■ **Written problem**
Return nothing but the lines from the line containing "Guideline: for every instance of the dog's back, the" through the last line of the records, reproduced exactly.

■ **Supplied data**
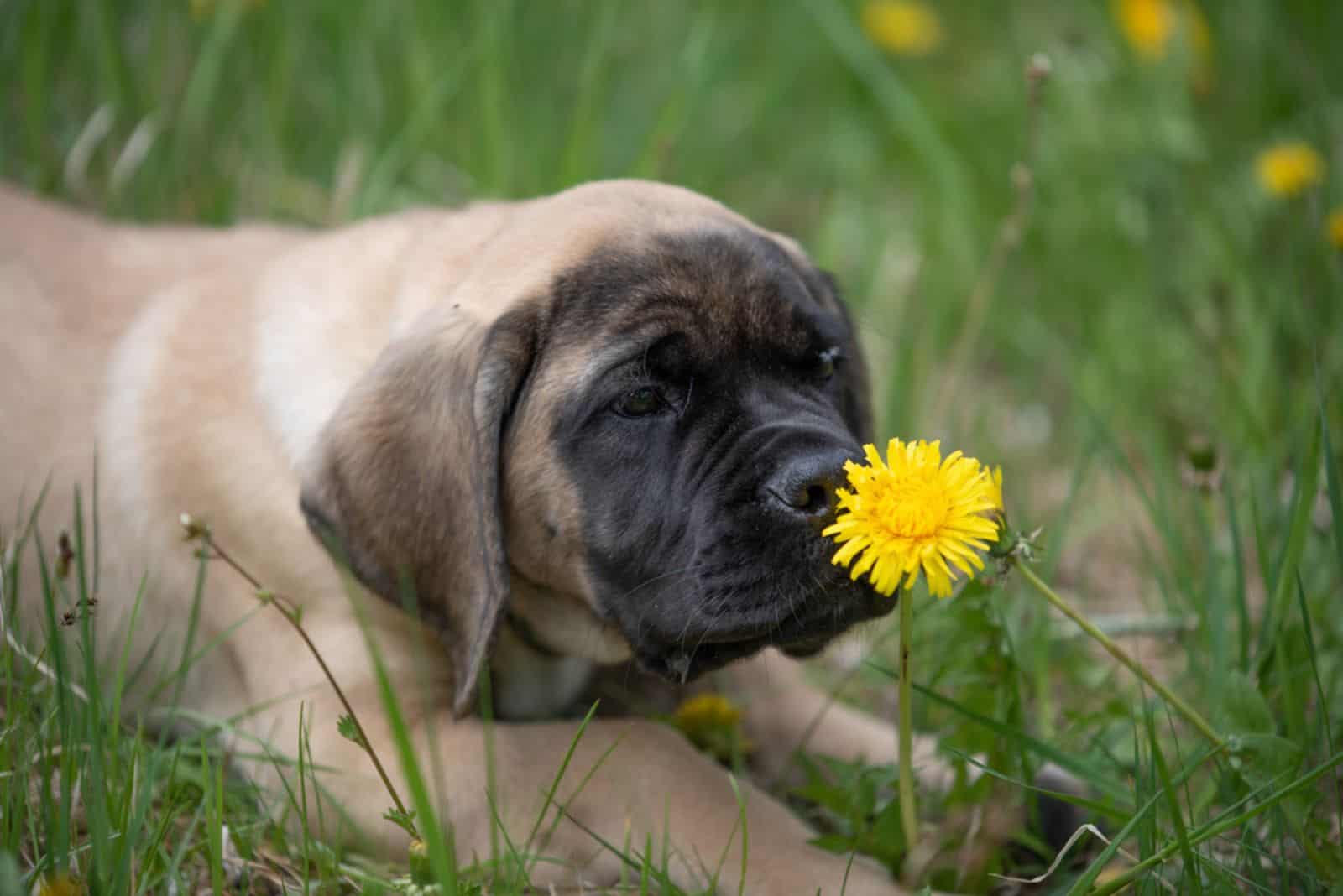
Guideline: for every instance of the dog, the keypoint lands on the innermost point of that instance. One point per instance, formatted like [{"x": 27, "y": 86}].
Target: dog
[{"x": 599, "y": 430}]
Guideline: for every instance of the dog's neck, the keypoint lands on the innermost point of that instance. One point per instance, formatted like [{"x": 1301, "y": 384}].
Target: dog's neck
[
  {"x": 548, "y": 649},
  {"x": 527, "y": 683}
]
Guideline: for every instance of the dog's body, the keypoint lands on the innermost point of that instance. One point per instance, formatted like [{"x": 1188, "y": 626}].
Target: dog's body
[{"x": 588, "y": 430}]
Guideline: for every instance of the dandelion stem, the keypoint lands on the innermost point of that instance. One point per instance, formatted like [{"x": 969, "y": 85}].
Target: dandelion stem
[
  {"x": 908, "y": 813},
  {"x": 292, "y": 615},
  {"x": 1119, "y": 654}
]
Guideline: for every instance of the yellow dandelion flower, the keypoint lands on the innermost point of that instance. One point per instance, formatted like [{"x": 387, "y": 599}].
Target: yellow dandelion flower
[
  {"x": 917, "y": 513},
  {"x": 1334, "y": 228},
  {"x": 1288, "y": 169},
  {"x": 1150, "y": 26},
  {"x": 903, "y": 27}
]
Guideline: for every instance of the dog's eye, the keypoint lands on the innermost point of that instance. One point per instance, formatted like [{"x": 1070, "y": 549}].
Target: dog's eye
[
  {"x": 826, "y": 362},
  {"x": 640, "y": 403}
]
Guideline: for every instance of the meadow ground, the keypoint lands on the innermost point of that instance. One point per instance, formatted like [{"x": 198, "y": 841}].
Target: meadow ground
[{"x": 1098, "y": 243}]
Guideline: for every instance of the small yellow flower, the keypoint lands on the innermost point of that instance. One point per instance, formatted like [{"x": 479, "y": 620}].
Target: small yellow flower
[
  {"x": 1288, "y": 169},
  {"x": 919, "y": 514},
  {"x": 60, "y": 884},
  {"x": 1152, "y": 24},
  {"x": 713, "y": 723},
  {"x": 903, "y": 27},
  {"x": 707, "y": 711},
  {"x": 1334, "y": 228}
]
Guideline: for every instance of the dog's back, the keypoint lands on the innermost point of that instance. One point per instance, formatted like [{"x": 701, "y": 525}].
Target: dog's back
[{"x": 71, "y": 286}]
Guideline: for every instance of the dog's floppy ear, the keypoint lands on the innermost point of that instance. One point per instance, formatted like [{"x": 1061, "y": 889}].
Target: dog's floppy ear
[{"x": 405, "y": 482}]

■ **The completed task**
Guideline: for every instance of the dog's back, the keypoint lands on the innermost point of that instance. One point per instance, formatted like [{"x": 701, "y": 525}].
Target: dog's back
[{"x": 71, "y": 286}]
Guideline: for every instance of the dog's floppy ear, the keypoint lands on the innermost point of that instance. One point per instance, formatted like [{"x": 1061, "y": 889}].
Target: dog's floppy ear
[{"x": 405, "y": 482}]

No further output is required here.